**Prompt:** Output the line containing "Could you please indicate the leafy" and each line after it through the end of the data, exactly as written, with pictures left out.

**Given entries:**
=-=-=

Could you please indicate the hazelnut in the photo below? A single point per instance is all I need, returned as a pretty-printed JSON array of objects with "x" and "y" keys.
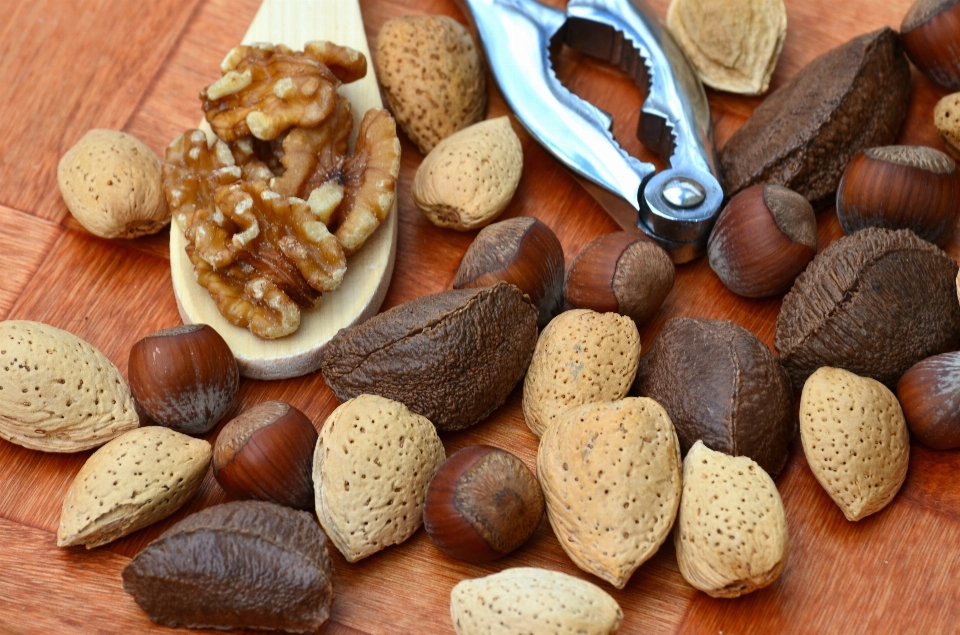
[
  {"x": 482, "y": 504},
  {"x": 522, "y": 251},
  {"x": 901, "y": 187},
  {"x": 929, "y": 34},
  {"x": 184, "y": 378},
  {"x": 762, "y": 240},
  {"x": 266, "y": 454},
  {"x": 622, "y": 272},
  {"x": 929, "y": 393}
]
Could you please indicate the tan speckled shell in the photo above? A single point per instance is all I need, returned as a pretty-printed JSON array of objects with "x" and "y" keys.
[
  {"x": 731, "y": 535},
  {"x": 855, "y": 439},
  {"x": 946, "y": 119},
  {"x": 581, "y": 357},
  {"x": 111, "y": 184},
  {"x": 733, "y": 44},
  {"x": 431, "y": 75},
  {"x": 57, "y": 392},
  {"x": 135, "y": 480},
  {"x": 371, "y": 468},
  {"x": 531, "y": 600},
  {"x": 610, "y": 474},
  {"x": 469, "y": 178}
]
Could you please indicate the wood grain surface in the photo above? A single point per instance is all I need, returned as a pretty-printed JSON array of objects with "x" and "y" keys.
[{"x": 71, "y": 65}]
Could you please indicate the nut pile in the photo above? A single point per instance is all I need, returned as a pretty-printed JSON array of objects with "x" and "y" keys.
[
  {"x": 271, "y": 208},
  {"x": 274, "y": 204}
]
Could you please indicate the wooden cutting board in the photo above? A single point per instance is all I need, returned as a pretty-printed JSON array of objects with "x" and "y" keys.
[{"x": 71, "y": 65}]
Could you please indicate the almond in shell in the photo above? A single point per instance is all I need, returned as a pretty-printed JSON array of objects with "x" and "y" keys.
[
  {"x": 469, "y": 178},
  {"x": 133, "y": 481},
  {"x": 371, "y": 470},
  {"x": 855, "y": 439},
  {"x": 731, "y": 533},
  {"x": 581, "y": 357},
  {"x": 610, "y": 474},
  {"x": 57, "y": 392},
  {"x": 532, "y": 600},
  {"x": 431, "y": 75}
]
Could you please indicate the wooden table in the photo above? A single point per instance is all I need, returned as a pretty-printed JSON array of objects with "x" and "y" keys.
[{"x": 70, "y": 65}]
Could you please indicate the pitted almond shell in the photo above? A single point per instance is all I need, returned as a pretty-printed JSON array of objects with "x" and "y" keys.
[
  {"x": 581, "y": 357},
  {"x": 431, "y": 76},
  {"x": 733, "y": 44},
  {"x": 611, "y": 479},
  {"x": 371, "y": 469},
  {"x": 731, "y": 535},
  {"x": 57, "y": 392},
  {"x": 532, "y": 600},
  {"x": 133, "y": 481},
  {"x": 110, "y": 182},
  {"x": 855, "y": 439},
  {"x": 469, "y": 178}
]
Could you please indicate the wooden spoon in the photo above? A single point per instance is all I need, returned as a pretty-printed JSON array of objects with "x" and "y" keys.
[{"x": 294, "y": 22}]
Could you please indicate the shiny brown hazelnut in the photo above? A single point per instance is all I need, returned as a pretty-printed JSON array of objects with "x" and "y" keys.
[
  {"x": 929, "y": 33},
  {"x": 266, "y": 454},
  {"x": 184, "y": 378},
  {"x": 929, "y": 393},
  {"x": 901, "y": 187},
  {"x": 482, "y": 504},
  {"x": 622, "y": 272},
  {"x": 522, "y": 251},
  {"x": 762, "y": 240}
]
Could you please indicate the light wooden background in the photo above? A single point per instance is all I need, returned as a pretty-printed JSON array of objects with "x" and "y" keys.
[{"x": 70, "y": 65}]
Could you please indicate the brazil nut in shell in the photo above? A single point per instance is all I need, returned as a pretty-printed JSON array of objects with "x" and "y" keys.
[
  {"x": 873, "y": 303},
  {"x": 452, "y": 357},
  {"x": 245, "y": 564},
  {"x": 720, "y": 384}
]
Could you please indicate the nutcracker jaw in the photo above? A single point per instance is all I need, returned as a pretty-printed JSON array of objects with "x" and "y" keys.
[{"x": 677, "y": 206}]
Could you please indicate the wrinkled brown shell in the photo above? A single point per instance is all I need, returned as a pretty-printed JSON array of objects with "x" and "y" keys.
[
  {"x": 873, "y": 303},
  {"x": 719, "y": 383},
  {"x": 804, "y": 134},
  {"x": 452, "y": 357},
  {"x": 246, "y": 564}
]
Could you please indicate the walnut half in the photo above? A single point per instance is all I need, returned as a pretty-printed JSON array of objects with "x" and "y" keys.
[{"x": 269, "y": 218}]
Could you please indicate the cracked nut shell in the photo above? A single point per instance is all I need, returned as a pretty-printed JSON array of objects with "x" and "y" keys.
[
  {"x": 522, "y": 251},
  {"x": 901, "y": 187},
  {"x": 482, "y": 504},
  {"x": 762, "y": 240},
  {"x": 245, "y": 564},
  {"x": 184, "y": 378},
  {"x": 452, "y": 357},
  {"x": 266, "y": 453},
  {"x": 621, "y": 272}
]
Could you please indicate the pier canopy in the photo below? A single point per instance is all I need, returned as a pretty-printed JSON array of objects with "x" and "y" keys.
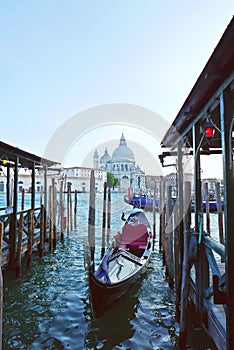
[
  {"x": 202, "y": 106},
  {"x": 205, "y": 126},
  {"x": 9, "y": 154}
]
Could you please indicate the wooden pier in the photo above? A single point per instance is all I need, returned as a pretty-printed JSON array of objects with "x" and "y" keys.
[{"x": 199, "y": 267}]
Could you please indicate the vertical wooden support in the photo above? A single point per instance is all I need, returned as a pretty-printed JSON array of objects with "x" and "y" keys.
[
  {"x": 68, "y": 207},
  {"x": 54, "y": 238},
  {"x": 104, "y": 221},
  {"x": 70, "y": 211},
  {"x": 108, "y": 214},
  {"x": 169, "y": 238},
  {"x": 154, "y": 215},
  {"x": 1, "y": 237},
  {"x": 22, "y": 199},
  {"x": 19, "y": 243},
  {"x": 207, "y": 197},
  {"x": 8, "y": 187},
  {"x": 162, "y": 213},
  {"x": 91, "y": 219},
  {"x": 186, "y": 267},
  {"x": 202, "y": 267},
  {"x": 1, "y": 305},
  {"x": 30, "y": 236},
  {"x": 42, "y": 233},
  {"x": 61, "y": 207},
  {"x": 33, "y": 187},
  {"x": 45, "y": 201},
  {"x": 220, "y": 212},
  {"x": 75, "y": 210},
  {"x": 13, "y": 226},
  {"x": 50, "y": 211},
  {"x": 227, "y": 121},
  {"x": 178, "y": 231}
]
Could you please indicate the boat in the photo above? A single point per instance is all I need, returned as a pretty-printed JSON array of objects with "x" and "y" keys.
[
  {"x": 123, "y": 263},
  {"x": 142, "y": 201}
]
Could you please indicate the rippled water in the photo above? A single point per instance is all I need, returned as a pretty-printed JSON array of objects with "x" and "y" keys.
[{"x": 48, "y": 307}]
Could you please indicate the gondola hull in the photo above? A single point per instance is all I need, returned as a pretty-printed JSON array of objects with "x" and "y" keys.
[{"x": 122, "y": 265}]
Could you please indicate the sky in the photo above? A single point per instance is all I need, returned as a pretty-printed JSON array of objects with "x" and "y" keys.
[{"x": 74, "y": 73}]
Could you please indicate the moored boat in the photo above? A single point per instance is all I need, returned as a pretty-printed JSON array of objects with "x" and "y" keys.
[{"x": 125, "y": 260}]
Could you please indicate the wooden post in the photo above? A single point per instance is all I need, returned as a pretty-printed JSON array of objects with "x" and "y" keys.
[
  {"x": 169, "y": 238},
  {"x": 30, "y": 236},
  {"x": 108, "y": 214},
  {"x": 220, "y": 212},
  {"x": 68, "y": 208},
  {"x": 162, "y": 214},
  {"x": 91, "y": 219},
  {"x": 22, "y": 200},
  {"x": 154, "y": 215},
  {"x": 70, "y": 202},
  {"x": 50, "y": 218},
  {"x": 207, "y": 207},
  {"x": 186, "y": 266},
  {"x": 54, "y": 213},
  {"x": 18, "y": 252},
  {"x": 75, "y": 209},
  {"x": 1, "y": 237},
  {"x": 42, "y": 232},
  {"x": 1, "y": 305},
  {"x": 104, "y": 221},
  {"x": 61, "y": 212},
  {"x": 226, "y": 122}
]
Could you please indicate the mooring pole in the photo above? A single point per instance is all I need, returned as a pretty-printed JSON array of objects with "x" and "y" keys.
[
  {"x": 185, "y": 266},
  {"x": 91, "y": 220},
  {"x": 104, "y": 221},
  {"x": 108, "y": 214}
]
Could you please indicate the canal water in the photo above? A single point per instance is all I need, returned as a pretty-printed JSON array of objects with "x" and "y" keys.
[{"x": 49, "y": 308}]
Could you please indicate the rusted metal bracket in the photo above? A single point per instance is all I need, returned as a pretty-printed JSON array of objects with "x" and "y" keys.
[{"x": 219, "y": 295}]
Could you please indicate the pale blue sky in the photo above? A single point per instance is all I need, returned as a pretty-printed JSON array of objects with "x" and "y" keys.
[{"x": 60, "y": 57}]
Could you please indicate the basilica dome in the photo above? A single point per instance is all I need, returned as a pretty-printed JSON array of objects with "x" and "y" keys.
[
  {"x": 105, "y": 158},
  {"x": 123, "y": 153}
]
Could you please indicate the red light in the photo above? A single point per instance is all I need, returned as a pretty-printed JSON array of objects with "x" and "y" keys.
[{"x": 209, "y": 132}]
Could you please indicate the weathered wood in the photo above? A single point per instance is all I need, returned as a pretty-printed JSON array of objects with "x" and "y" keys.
[
  {"x": 91, "y": 219},
  {"x": 42, "y": 232},
  {"x": 108, "y": 214},
  {"x": 226, "y": 118},
  {"x": 61, "y": 211},
  {"x": 54, "y": 229},
  {"x": 75, "y": 210},
  {"x": 185, "y": 267},
  {"x": 162, "y": 214},
  {"x": 19, "y": 243},
  {"x": 1, "y": 306},
  {"x": 207, "y": 198},
  {"x": 50, "y": 218},
  {"x": 220, "y": 212},
  {"x": 30, "y": 236},
  {"x": 154, "y": 214},
  {"x": 104, "y": 221},
  {"x": 169, "y": 238},
  {"x": 1, "y": 237}
]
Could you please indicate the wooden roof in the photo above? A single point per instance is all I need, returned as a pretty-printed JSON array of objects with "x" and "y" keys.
[
  {"x": 217, "y": 74},
  {"x": 10, "y": 153}
]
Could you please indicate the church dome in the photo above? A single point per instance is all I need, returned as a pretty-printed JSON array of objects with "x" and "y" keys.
[
  {"x": 105, "y": 158},
  {"x": 123, "y": 153}
]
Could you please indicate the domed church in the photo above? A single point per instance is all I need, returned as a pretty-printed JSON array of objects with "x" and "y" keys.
[{"x": 123, "y": 165}]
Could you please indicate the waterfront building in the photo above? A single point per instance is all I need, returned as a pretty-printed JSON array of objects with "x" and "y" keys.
[{"x": 123, "y": 166}]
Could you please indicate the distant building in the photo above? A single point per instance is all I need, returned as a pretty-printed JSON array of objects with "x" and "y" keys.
[{"x": 123, "y": 165}]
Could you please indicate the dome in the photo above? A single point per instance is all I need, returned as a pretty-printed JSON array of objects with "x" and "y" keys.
[
  {"x": 105, "y": 158},
  {"x": 123, "y": 153}
]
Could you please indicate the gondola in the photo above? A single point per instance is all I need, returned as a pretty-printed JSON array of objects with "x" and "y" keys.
[{"x": 123, "y": 263}]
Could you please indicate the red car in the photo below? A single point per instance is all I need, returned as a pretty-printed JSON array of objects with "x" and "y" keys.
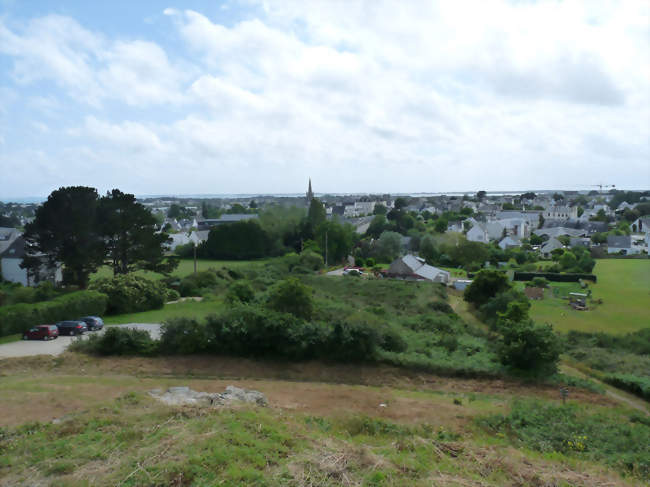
[{"x": 42, "y": 332}]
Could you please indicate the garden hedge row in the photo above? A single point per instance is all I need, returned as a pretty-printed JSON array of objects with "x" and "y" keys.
[
  {"x": 639, "y": 386},
  {"x": 553, "y": 276},
  {"x": 20, "y": 317}
]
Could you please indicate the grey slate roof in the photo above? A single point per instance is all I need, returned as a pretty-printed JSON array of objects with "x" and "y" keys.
[
  {"x": 15, "y": 251},
  {"x": 619, "y": 241},
  {"x": 557, "y": 231}
]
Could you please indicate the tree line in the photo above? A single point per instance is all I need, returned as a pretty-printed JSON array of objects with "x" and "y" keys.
[{"x": 83, "y": 231}]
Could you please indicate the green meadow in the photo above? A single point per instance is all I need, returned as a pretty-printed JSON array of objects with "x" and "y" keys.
[{"x": 624, "y": 287}]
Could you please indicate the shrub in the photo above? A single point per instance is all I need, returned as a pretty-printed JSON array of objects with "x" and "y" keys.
[
  {"x": 441, "y": 307},
  {"x": 311, "y": 260},
  {"x": 486, "y": 285},
  {"x": 529, "y": 346},
  {"x": 172, "y": 295},
  {"x": 352, "y": 342},
  {"x": 291, "y": 296},
  {"x": 194, "y": 284},
  {"x": 19, "y": 317},
  {"x": 118, "y": 341},
  {"x": 538, "y": 282},
  {"x": 130, "y": 293},
  {"x": 639, "y": 386},
  {"x": 240, "y": 292},
  {"x": 491, "y": 310},
  {"x": 184, "y": 336},
  {"x": 247, "y": 330}
]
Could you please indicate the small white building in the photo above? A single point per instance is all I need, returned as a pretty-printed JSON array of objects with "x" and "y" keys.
[
  {"x": 415, "y": 268},
  {"x": 11, "y": 259},
  {"x": 561, "y": 213}
]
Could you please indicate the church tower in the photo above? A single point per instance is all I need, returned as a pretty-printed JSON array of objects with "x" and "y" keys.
[{"x": 310, "y": 194}]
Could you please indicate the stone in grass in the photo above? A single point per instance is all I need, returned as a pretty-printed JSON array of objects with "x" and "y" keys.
[{"x": 178, "y": 396}]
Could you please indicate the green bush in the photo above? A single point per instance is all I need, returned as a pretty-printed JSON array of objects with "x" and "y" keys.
[
  {"x": 172, "y": 295},
  {"x": 20, "y": 317},
  {"x": 441, "y": 306},
  {"x": 529, "y": 346},
  {"x": 184, "y": 336},
  {"x": 352, "y": 342},
  {"x": 639, "y": 386},
  {"x": 194, "y": 284},
  {"x": 240, "y": 292},
  {"x": 486, "y": 285},
  {"x": 129, "y": 293},
  {"x": 311, "y": 260},
  {"x": 118, "y": 341}
]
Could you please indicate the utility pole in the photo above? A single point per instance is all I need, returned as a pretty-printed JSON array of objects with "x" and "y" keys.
[
  {"x": 194, "y": 258},
  {"x": 325, "y": 249}
]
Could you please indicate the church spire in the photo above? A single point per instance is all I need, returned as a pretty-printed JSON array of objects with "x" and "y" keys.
[{"x": 310, "y": 193}]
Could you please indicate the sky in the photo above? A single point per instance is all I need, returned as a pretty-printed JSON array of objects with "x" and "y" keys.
[{"x": 209, "y": 97}]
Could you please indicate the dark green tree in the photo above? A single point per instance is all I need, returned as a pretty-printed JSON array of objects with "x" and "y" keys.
[
  {"x": 486, "y": 284},
  {"x": 291, "y": 296},
  {"x": 239, "y": 241},
  {"x": 129, "y": 232},
  {"x": 378, "y": 224},
  {"x": 528, "y": 346},
  {"x": 65, "y": 230},
  {"x": 178, "y": 211}
]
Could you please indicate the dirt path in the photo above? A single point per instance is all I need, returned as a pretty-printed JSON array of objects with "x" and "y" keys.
[{"x": 614, "y": 393}]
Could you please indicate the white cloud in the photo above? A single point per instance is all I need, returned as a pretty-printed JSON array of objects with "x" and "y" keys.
[
  {"x": 90, "y": 67},
  {"x": 367, "y": 96}
]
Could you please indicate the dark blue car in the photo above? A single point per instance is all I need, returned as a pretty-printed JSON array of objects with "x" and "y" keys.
[{"x": 93, "y": 322}]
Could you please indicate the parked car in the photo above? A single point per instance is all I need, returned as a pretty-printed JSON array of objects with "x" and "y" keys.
[
  {"x": 93, "y": 322},
  {"x": 72, "y": 327},
  {"x": 42, "y": 332}
]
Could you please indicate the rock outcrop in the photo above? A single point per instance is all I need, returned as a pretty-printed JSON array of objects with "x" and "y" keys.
[{"x": 177, "y": 396}]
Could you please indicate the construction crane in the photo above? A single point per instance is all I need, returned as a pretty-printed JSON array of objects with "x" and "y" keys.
[{"x": 601, "y": 186}]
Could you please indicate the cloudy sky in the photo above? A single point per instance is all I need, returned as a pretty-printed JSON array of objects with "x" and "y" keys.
[{"x": 252, "y": 96}]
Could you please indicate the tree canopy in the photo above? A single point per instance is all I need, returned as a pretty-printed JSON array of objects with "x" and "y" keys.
[{"x": 80, "y": 230}]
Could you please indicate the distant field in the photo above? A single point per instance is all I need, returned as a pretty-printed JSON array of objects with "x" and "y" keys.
[
  {"x": 624, "y": 287},
  {"x": 186, "y": 267},
  {"x": 189, "y": 309}
]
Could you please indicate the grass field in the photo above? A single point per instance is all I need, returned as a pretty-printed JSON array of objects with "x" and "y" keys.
[
  {"x": 186, "y": 267},
  {"x": 429, "y": 431},
  {"x": 624, "y": 287},
  {"x": 190, "y": 309}
]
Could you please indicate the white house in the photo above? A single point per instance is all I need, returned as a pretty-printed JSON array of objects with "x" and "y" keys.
[
  {"x": 11, "y": 259},
  {"x": 621, "y": 244},
  {"x": 641, "y": 225},
  {"x": 478, "y": 233},
  {"x": 509, "y": 242},
  {"x": 549, "y": 246},
  {"x": 561, "y": 213},
  {"x": 415, "y": 268},
  {"x": 7, "y": 236}
]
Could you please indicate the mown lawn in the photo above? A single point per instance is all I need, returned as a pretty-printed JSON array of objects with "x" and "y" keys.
[
  {"x": 624, "y": 287},
  {"x": 185, "y": 309},
  {"x": 186, "y": 267}
]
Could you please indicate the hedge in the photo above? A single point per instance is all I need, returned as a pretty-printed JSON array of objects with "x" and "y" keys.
[
  {"x": 553, "y": 276},
  {"x": 20, "y": 317},
  {"x": 639, "y": 386},
  {"x": 128, "y": 293}
]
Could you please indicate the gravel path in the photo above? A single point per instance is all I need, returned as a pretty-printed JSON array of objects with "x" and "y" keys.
[{"x": 25, "y": 348}]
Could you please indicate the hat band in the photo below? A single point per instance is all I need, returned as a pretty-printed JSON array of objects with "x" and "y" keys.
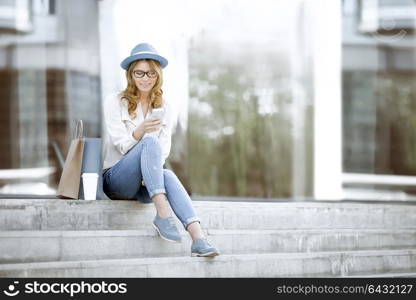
[{"x": 144, "y": 52}]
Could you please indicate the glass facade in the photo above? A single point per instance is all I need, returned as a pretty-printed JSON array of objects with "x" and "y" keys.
[
  {"x": 379, "y": 93},
  {"x": 49, "y": 77}
]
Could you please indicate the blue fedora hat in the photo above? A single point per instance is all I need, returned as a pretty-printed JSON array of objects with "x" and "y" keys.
[{"x": 143, "y": 51}]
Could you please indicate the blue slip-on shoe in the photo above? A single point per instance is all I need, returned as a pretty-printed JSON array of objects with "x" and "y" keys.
[
  {"x": 201, "y": 247},
  {"x": 167, "y": 229}
]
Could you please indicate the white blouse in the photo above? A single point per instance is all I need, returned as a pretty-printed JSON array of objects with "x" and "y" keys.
[{"x": 118, "y": 130}]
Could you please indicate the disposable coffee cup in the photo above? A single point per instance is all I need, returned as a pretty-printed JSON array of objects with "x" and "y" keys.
[{"x": 90, "y": 180}]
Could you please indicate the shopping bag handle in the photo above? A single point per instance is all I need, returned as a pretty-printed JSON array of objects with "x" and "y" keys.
[{"x": 79, "y": 129}]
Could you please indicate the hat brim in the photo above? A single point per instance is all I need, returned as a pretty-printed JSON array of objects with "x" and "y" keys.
[{"x": 127, "y": 61}]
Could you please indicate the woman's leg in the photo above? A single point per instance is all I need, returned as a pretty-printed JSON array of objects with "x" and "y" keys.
[
  {"x": 181, "y": 204},
  {"x": 143, "y": 161}
]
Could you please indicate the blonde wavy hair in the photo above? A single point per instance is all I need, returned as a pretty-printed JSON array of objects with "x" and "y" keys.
[{"x": 132, "y": 93}]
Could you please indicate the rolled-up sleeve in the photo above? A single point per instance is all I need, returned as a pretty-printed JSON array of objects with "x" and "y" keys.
[
  {"x": 119, "y": 136},
  {"x": 165, "y": 135}
]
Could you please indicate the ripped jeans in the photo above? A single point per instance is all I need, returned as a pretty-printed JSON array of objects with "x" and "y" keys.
[{"x": 143, "y": 162}]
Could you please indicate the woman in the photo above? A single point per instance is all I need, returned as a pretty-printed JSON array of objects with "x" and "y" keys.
[{"x": 137, "y": 145}]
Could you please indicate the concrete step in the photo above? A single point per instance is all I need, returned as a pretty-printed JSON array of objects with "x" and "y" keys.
[
  {"x": 315, "y": 264},
  {"x": 50, "y": 214},
  {"x": 386, "y": 275},
  {"x": 38, "y": 246}
]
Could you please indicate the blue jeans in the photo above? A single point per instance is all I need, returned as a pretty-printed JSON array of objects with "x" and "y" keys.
[{"x": 143, "y": 162}]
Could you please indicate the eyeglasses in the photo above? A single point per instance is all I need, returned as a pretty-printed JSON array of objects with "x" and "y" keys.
[{"x": 140, "y": 74}]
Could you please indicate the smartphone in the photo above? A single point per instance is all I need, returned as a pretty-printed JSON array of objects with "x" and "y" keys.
[{"x": 157, "y": 113}]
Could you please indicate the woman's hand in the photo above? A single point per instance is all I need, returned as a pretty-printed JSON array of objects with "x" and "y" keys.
[{"x": 147, "y": 126}]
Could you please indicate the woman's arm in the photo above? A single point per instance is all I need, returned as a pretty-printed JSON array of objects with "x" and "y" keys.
[
  {"x": 116, "y": 129},
  {"x": 165, "y": 136}
]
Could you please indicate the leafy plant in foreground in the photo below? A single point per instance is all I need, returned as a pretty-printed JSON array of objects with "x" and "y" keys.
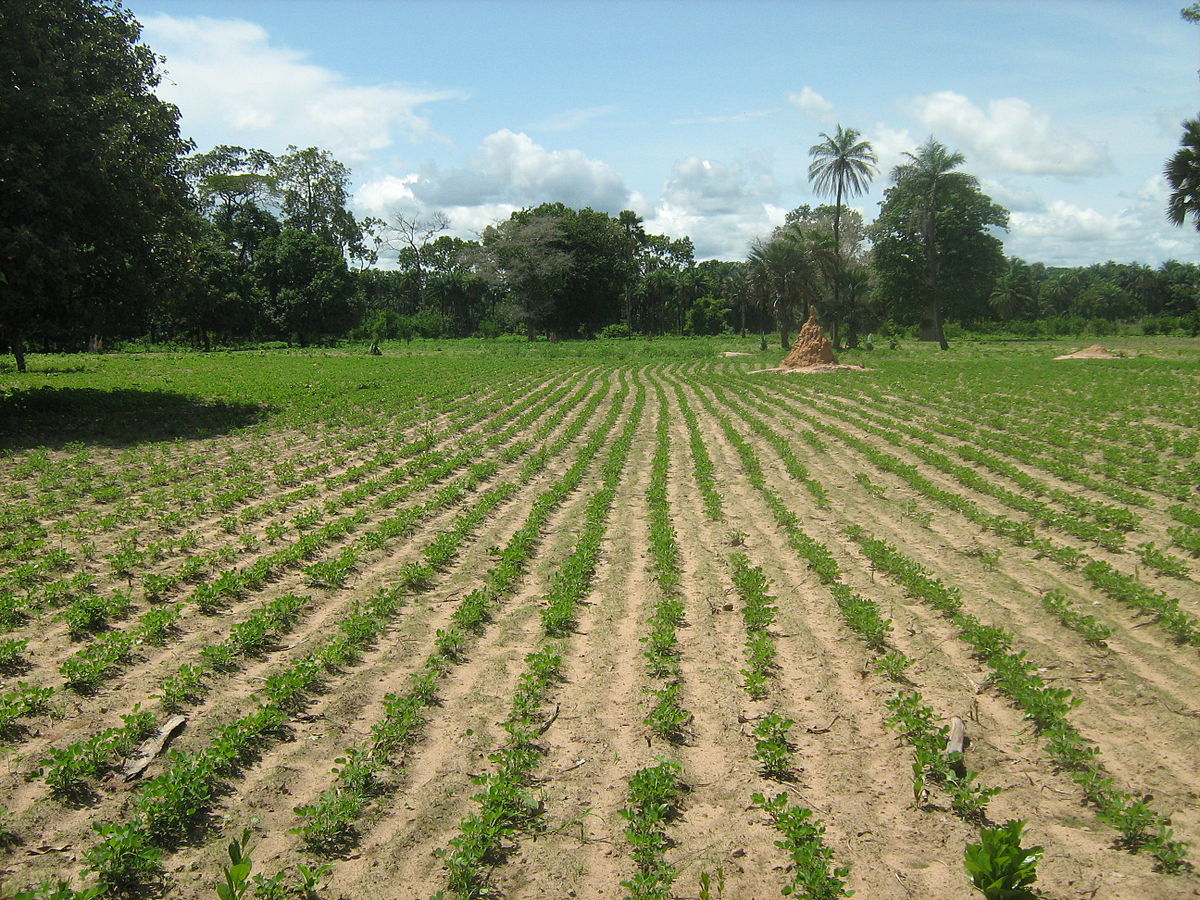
[{"x": 1000, "y": 868}]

=-=-=

**Problem solution:**
Could you please indicate the leafy plant in foreground in the photo below? A single point per instance is all I need, returned as a pretty-printed JSON array of objects with "x" and "y" keys.
[{"x": 1000, "y": 868}]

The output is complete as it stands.